### What you will do
1 - From the PSI metric text, list the name of every common table expression defined in the WITH clause of the categorical SQL pattern.
2 - Write the next portion of the PSI metric text, picking up after its final sentence.

### Passage provided
Metric Name: PSI (vs Reference)
Description: Population Stability Index for {{feature_col}} per 5-minute bucket, against the fixed reference dataset.
Value Column: psi_against_reference
Timestamp Column: bucket
Metric Kind: Numeric

Interpreting PSI vs Fixed Reference

Common rules of thumb:

PSI < 0.1
- Little to no shift. Distribution is stable vs training.
0.1 ≤ PSI < 0.25
- Moderate shift. Monitor closely; may indicate emerging drift.
PSI ≥ 0.25
- Significant shift. Often used as a trigger for review/retraining.

Because the reference dataset is fixed, this metric is ideal for:

Regulatory/Model Risk Management reporting
Comparing production behavior to the original model design population
Long-horizon stability analysis

Optional: Categorical PSI vs Reference

For categorical features, you can use categories as “bins” instead of numeric ranges. The logic is the same; only the bin definition changes.

High-level SQL pattern (categorical):

WITH ref_dist AS (
  SELECT
    {{feature_col}} AS category,
    COUNT(*)::float AS ref_count
  FROM {{reference_dataset}}
  GROUP BY category
),

ref_norm AS (
  SELECT
    category,
    ref_count / NULLIF(SUM(ref_count) OVER (), 0) AS p_ref
  FROM ref_dist
),

cur_dist AS (
  SELECT
    time_bucket(INTERVAL '5 minutes', {{timestamp_col}}) AS bucket,
    {{feature_col}} AS category,
    COUNT(*)::float AS cur_count
  FROM {{dataset}}
  GROUP BY bucket, category
),

cur_norm AS (
  SELECT
    bucket,
    category,
    cur_count / NULLIF(SUM(cur_count) OVER (PARTITION BY bucket), 0) AS p_cur
  FROM cur_dist
),

psi_terms AS (
  SELECT
    c.bucket,
    COALESCE(c.p_cur, 0.0) AS p_cur_raw,
    COALESCE(r.p_ref, 0.0) AS p_ref_raw
  FROM cur_norm AS c
  LEFT JOIN ref_norm AS r USING (category)
),

psi_sanitized AS (
  SELECT
    bucket,
    GREATEST(p_cur_raw, 1e-6) AS p_cur,
    GREATEST(p_ref_raw, 1e-6) AS p_ref
  FROM psi_terms
)

SELECT
  bucket,
  SUM( (p_cur - p_ref) * LN(p_cur / p_ref) ) AS psi_against_reference
FROM psi_sanitized
GROUP BY bucket
ORDER BY bucket;

The arguments and reported metric configuration are analogous to the numeric case, but feature_col must be a categorical type (e.g., string).

PSI vs 30-Day Rolling Baseline

Overview

The rolling PSI variant compares each 5-minute bucket to a recent 30-day window instead of a fixed dataset.

For each bucket b:

Reference = all rows from {{dataset}} with timestamp in [b - 30 days, b)
Current = rows in bucket b itself

This:

Highlights short-term changes in feature distribution
Adapts to evolving populations
Is useful for day-to-day operational monitoring

Note: This is more complex to compute than the fixed-reference version and may be more expensive for very large datasets. Treat this SQL as a pattern that you can adapt and optimize.

### Data extract
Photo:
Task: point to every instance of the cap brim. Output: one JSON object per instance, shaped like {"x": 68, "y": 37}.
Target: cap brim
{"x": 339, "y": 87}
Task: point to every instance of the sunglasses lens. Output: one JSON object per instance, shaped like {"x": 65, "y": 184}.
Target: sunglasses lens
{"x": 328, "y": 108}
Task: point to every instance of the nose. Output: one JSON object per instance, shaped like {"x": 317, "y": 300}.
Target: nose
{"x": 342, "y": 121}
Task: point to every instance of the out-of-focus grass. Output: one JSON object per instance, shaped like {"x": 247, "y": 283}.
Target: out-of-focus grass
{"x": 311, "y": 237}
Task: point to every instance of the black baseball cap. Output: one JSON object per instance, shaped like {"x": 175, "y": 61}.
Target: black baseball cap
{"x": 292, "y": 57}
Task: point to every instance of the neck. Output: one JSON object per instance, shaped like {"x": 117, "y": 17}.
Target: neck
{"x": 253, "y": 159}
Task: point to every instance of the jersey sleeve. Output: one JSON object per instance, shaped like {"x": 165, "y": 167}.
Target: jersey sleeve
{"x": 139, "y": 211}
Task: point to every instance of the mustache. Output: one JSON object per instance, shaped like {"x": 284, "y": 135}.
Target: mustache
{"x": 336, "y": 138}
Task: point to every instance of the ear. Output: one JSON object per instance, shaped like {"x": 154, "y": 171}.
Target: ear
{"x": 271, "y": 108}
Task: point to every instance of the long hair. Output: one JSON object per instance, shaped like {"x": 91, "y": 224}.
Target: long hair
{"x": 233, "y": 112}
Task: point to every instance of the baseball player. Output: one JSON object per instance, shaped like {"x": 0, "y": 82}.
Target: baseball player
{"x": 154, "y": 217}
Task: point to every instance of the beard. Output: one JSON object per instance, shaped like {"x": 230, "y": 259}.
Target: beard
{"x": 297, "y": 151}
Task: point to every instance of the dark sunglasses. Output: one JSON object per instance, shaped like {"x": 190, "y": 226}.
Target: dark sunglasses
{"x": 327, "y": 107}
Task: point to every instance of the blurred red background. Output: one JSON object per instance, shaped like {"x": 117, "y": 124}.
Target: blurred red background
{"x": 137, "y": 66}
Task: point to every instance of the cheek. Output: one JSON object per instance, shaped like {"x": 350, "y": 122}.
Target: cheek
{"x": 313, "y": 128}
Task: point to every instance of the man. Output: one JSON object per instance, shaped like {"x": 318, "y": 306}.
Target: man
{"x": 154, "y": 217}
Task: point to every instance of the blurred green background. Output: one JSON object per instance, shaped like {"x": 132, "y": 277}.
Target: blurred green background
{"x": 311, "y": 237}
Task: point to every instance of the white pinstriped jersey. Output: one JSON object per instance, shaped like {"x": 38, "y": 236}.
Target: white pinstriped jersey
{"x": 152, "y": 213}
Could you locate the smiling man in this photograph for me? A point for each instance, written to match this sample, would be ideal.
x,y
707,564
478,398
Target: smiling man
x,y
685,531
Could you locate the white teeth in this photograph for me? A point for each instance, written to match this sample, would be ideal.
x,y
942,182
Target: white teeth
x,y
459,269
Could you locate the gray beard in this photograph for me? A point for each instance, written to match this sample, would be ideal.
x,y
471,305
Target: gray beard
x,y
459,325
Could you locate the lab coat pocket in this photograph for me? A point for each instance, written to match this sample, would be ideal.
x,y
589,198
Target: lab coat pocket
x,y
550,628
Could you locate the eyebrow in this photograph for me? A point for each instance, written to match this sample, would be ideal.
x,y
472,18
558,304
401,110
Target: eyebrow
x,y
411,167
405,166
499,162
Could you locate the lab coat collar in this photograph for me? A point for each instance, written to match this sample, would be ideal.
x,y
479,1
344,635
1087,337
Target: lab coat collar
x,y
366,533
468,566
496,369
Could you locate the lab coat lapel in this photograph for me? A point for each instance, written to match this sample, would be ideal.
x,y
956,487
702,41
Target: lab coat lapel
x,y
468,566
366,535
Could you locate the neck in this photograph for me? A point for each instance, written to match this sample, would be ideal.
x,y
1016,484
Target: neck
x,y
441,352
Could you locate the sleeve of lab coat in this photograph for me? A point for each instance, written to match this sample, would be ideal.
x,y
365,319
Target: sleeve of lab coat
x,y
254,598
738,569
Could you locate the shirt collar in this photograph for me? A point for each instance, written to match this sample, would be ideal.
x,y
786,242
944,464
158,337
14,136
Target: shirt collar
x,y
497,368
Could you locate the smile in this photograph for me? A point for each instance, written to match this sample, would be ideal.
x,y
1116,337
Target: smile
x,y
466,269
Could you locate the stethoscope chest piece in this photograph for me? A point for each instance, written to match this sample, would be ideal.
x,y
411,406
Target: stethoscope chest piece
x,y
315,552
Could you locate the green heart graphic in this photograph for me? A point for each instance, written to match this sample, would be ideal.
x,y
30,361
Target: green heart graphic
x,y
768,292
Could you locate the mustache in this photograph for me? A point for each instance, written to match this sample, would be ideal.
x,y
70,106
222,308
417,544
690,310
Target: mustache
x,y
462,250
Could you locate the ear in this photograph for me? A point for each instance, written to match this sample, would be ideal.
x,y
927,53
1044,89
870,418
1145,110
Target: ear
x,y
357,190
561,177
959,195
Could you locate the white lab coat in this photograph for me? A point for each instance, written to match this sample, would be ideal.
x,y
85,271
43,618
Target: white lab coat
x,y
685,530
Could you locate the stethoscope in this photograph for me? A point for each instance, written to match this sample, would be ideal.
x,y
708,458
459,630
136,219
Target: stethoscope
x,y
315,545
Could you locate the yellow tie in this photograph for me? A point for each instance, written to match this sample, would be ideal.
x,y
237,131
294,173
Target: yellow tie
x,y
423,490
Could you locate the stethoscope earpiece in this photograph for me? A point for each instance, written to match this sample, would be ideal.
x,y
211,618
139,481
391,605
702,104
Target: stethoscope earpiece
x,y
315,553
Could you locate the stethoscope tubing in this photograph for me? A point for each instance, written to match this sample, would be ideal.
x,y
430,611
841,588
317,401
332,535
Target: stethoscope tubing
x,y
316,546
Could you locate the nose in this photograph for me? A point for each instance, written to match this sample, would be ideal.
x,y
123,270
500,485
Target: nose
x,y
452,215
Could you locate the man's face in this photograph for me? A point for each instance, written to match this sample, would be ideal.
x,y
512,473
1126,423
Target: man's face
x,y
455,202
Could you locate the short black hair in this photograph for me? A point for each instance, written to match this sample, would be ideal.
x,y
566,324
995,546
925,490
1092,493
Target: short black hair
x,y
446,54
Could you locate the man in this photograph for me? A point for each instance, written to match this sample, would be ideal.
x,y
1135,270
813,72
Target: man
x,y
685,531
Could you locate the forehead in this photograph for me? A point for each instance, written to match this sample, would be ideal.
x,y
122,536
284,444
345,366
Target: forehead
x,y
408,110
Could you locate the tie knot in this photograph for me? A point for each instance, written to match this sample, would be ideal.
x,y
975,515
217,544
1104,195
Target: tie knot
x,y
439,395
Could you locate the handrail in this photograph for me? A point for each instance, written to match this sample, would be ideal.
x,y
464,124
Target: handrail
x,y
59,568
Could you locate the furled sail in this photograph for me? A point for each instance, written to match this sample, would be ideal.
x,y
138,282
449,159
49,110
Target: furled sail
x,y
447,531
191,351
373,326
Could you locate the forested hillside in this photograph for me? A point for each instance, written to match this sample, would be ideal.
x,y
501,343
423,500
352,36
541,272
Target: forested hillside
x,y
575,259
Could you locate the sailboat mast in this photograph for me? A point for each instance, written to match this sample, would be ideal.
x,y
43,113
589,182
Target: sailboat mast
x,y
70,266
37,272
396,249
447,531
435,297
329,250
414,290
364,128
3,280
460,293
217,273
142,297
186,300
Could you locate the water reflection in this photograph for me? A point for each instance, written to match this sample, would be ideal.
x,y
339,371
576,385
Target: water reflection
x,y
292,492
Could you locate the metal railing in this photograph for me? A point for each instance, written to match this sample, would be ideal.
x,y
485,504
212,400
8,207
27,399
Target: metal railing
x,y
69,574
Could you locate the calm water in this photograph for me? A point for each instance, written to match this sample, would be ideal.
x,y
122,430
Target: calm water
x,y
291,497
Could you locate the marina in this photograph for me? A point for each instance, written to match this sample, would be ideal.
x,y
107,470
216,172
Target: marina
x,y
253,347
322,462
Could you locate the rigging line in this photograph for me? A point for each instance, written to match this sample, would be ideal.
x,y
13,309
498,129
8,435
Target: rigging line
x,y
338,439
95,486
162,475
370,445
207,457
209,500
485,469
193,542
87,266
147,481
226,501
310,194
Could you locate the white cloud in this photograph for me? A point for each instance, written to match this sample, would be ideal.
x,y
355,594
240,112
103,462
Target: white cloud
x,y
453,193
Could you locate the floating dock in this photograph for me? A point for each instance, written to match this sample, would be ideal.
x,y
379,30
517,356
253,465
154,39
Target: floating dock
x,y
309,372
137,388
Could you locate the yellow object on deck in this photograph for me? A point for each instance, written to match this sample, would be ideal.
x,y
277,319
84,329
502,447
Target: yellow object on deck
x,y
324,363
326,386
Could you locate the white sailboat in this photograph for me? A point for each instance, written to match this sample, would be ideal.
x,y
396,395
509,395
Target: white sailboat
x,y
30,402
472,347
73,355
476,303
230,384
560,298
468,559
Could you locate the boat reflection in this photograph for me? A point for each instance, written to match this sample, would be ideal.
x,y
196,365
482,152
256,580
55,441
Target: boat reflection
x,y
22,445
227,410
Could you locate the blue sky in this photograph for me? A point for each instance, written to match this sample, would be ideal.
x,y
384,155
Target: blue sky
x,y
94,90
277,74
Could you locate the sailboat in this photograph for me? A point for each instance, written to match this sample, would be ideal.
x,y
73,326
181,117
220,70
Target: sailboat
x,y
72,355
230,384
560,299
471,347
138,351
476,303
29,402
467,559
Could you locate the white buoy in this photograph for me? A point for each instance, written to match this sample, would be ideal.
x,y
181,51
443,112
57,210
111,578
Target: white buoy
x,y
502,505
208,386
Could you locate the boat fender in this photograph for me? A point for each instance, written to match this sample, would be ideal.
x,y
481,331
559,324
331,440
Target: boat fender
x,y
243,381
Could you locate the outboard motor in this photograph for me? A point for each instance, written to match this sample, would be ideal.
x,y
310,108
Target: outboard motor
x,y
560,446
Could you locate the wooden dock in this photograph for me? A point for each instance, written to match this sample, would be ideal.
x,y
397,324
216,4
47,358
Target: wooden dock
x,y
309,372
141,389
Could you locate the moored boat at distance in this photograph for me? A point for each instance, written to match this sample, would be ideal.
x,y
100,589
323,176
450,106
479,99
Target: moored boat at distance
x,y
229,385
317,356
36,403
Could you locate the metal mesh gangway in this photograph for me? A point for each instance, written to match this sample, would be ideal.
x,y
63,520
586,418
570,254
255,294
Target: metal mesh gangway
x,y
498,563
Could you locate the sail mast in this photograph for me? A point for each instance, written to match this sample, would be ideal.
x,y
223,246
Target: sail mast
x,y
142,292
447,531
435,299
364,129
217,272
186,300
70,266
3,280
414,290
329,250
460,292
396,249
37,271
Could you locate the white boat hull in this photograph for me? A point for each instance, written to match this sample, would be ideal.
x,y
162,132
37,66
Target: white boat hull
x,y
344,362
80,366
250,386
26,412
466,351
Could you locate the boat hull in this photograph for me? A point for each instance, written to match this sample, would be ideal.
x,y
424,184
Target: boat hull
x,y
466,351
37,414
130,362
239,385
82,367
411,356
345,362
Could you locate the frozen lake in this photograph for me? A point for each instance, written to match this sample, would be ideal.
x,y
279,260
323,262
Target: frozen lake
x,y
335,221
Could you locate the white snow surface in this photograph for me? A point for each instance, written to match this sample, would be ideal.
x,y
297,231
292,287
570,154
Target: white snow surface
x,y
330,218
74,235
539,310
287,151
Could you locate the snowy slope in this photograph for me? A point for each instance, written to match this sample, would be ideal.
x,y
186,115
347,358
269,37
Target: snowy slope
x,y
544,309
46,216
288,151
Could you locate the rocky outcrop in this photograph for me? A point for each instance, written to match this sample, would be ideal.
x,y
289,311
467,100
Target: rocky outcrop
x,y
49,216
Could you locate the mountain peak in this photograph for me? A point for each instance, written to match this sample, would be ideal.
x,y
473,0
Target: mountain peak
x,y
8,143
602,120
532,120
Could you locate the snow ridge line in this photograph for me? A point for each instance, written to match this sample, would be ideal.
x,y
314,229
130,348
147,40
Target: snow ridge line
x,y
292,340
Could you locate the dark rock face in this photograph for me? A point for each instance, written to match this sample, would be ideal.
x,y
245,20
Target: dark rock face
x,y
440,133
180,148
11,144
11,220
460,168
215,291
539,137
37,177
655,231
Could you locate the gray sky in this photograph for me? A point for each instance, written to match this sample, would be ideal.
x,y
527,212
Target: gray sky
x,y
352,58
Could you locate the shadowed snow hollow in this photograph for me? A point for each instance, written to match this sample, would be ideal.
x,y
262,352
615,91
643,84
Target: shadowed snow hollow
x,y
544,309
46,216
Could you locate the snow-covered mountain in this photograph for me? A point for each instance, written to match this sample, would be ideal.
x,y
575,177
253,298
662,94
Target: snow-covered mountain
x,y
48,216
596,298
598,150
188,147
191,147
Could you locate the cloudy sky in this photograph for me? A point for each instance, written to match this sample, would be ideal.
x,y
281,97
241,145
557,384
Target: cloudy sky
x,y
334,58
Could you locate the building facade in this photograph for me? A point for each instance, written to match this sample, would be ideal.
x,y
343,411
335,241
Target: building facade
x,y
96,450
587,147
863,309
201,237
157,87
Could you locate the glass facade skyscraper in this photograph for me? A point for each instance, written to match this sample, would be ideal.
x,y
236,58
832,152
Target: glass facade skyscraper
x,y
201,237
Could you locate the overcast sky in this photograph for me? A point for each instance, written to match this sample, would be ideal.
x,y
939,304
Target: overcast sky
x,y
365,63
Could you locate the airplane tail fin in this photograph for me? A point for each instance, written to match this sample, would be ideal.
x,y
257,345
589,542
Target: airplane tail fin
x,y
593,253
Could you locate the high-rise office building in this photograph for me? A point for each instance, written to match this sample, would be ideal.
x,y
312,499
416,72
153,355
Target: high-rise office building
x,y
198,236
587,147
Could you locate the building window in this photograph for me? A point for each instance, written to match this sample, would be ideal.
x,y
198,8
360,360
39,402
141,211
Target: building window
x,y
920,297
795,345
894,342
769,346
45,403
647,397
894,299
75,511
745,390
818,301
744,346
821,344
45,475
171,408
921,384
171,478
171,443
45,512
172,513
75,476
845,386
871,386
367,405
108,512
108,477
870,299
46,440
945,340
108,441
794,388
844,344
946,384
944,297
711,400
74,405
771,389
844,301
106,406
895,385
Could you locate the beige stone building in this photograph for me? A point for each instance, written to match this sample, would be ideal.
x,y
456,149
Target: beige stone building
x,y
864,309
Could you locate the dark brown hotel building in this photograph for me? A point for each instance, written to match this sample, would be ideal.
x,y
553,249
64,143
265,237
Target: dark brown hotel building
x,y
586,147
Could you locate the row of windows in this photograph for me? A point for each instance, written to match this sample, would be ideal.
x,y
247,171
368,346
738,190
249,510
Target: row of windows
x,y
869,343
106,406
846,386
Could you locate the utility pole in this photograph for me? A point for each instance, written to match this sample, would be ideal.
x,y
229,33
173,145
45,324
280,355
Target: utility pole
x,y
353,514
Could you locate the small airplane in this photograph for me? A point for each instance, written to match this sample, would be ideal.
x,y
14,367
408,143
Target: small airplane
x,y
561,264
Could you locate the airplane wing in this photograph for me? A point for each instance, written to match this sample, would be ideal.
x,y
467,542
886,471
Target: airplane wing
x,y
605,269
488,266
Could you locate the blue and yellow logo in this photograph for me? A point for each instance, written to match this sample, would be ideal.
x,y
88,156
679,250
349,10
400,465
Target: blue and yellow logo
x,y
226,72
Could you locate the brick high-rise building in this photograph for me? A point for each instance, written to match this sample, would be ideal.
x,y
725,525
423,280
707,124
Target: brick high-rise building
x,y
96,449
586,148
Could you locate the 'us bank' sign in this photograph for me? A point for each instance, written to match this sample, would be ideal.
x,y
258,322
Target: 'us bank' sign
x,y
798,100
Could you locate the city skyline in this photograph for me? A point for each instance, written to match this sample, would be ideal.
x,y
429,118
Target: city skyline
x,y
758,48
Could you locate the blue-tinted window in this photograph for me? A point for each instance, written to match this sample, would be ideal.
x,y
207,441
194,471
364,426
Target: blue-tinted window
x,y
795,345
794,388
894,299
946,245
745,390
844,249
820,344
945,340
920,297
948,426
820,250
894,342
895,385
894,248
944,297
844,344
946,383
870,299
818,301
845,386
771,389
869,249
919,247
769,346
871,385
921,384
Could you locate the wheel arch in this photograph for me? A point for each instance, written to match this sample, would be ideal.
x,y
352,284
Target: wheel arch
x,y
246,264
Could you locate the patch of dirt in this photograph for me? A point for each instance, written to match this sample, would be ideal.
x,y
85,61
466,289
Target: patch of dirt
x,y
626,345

### Responses to the tasks
1 - ref_dist, ref_norm, cur_dist, cur_norm, psi_terms, psi_sanitized

2 -
Step 1: Write the SQL (Numeric Feature, Rolling 30-Day Baseline)

Below is a conceptual SQL pattern for 5-minute buckets and a 30-day reference window:

WITH base AS (
  SELECT
    {{timestamp_col}} AS event_ts,
    {{feature_col}}   AS feature_value
  FROM {{dataset}}
),

-- Distinct 5-minute buckets present in the data
buckets AS (
  SELECT DISTINCT time_bucket(INTERVAL '5 minutes', event_ts) AS bucket
  FROM base
),

-- Optional: global min/max to define stable bins (instead of per-window min/max)
global_stats AS (
  SELECT
    MIN(feature_value)::float AS global_min,
    MAX(feature_value)::float AS global_max
  FROM base
),

-- Current distribution per bucket
cur_bins AS (
  SELECT
    b.bucket,
    WIDTH_BUCKET(bc.feature_value, gs.global_min, gs.global_max, {{num_bins}}) AS bin_id,
    COUNT(*)::float AS cur_count
  FROM buckets b
  JOIN base bc
    ON bc.event_ts >= b.bucket
   AND bc.event_ts <  b.bucket + INTERVAL '5 minutes'
  CROSS JOIN global_stats AS gs
  GROUP BY b.bucket, bin_id
),

cur_dist AS (
  SELECT
    bucket,
    bin_id,
    cur_count / NULLIF(SUM(cur_count) OVER (PARTITION BY bucket), 0) AS p_cur
  FROM cur_bins
),

-- Reference distribution: last 30 days before each bucket
ref_bins AS (
  SELECT
    b.bucket,
    WIDTH_BUCKET(br.feature_value, gs.global_min, gs.global_max, {{num_bins}}) AS bin_id,
    COUNT(*)::float AS ref_count
  FROM buckets b
  JOIN base br
    ON br.event_ts >= b.bucket - INTERVAL '30 days'
   AND br.event_ts <  b.bucket
  CROSS JOIN global_stats AS gs
  GROUP BY b.bucket, bin_id
),

ref_dist AS (
  SELECT
    bucket,
    bin_id,
    ref_count / NULLIF(SUM(ref_count) OVER (PARTITION BY bucket), 0) AS p_ref
  FROM ref_bins
),

psi_terms AS (
  SELECT
    c.bucket,
    c.bin_id,
    COALESCE(c.p_cur, 0.0) AS p_cur_raw,
    COALESCE(r.p_ref, 0.0) AS p_ref_raw
  FROM cur_dist AS c
  LEFT JOIN ref_dist AS r
    ON c.bucket = r.bucket
   AND c.bin_id = r.bin_id
),

psi_sanitized AS (
  SELECT
    bucket,
    bin_id,
    GREATEST(p_cur_raw, 1e-6) AS p_cur,
    GREATEST(p_ref_raw, 1e-6) AS p_ref
  FROM psi_terms
)

SELECT
  bucket,
  SUM( (p_cur - p_ref) * LN(p_cur / p_ref) ) AS psi_vs_30d_baseline
FROM psi_sanitized
GROUP BY bucket
ORDER BY bucket;

What this query is doing

buckets — identifies all 5-minute buckets present in the data.
global_stats — computes global min/max to define bin edges (keeps bins stable).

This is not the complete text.